Count the rows below that contain the string "trace", treating case as significant. Give only the number.
________________________
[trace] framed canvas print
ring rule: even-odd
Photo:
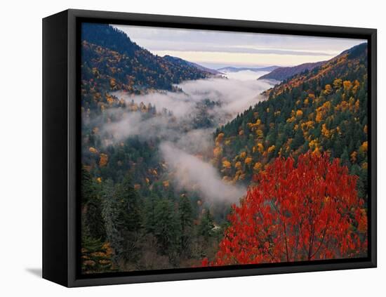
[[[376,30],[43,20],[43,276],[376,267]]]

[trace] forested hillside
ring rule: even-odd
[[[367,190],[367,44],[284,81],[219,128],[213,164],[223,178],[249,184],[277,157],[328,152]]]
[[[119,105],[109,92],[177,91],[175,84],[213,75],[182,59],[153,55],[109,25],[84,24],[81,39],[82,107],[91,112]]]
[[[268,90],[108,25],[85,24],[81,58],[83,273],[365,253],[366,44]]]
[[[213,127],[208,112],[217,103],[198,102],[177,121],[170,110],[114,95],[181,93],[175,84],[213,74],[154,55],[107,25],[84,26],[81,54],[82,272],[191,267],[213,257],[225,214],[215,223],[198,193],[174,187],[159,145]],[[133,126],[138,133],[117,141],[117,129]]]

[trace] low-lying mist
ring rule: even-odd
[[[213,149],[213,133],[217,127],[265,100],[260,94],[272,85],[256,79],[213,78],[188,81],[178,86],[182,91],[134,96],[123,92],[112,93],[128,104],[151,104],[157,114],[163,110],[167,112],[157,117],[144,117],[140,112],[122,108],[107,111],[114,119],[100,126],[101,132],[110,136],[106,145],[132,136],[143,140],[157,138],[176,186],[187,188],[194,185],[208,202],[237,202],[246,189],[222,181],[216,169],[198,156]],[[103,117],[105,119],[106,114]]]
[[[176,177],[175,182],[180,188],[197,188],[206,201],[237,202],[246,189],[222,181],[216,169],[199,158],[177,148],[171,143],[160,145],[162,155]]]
________________________
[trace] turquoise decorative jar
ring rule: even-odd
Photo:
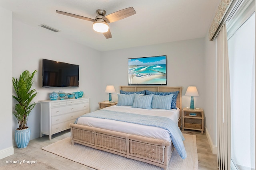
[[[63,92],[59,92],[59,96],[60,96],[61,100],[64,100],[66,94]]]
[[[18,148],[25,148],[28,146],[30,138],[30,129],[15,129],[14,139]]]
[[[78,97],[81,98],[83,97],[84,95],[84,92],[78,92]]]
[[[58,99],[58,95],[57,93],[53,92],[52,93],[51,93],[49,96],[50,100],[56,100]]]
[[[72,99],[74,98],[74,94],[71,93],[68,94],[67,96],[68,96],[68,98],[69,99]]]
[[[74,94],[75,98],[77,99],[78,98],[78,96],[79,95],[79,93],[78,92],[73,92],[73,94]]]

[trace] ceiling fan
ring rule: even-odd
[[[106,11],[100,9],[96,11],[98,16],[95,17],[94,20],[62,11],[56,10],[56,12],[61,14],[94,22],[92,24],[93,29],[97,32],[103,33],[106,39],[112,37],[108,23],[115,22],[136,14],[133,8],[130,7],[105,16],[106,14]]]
________________________
Written response >>
5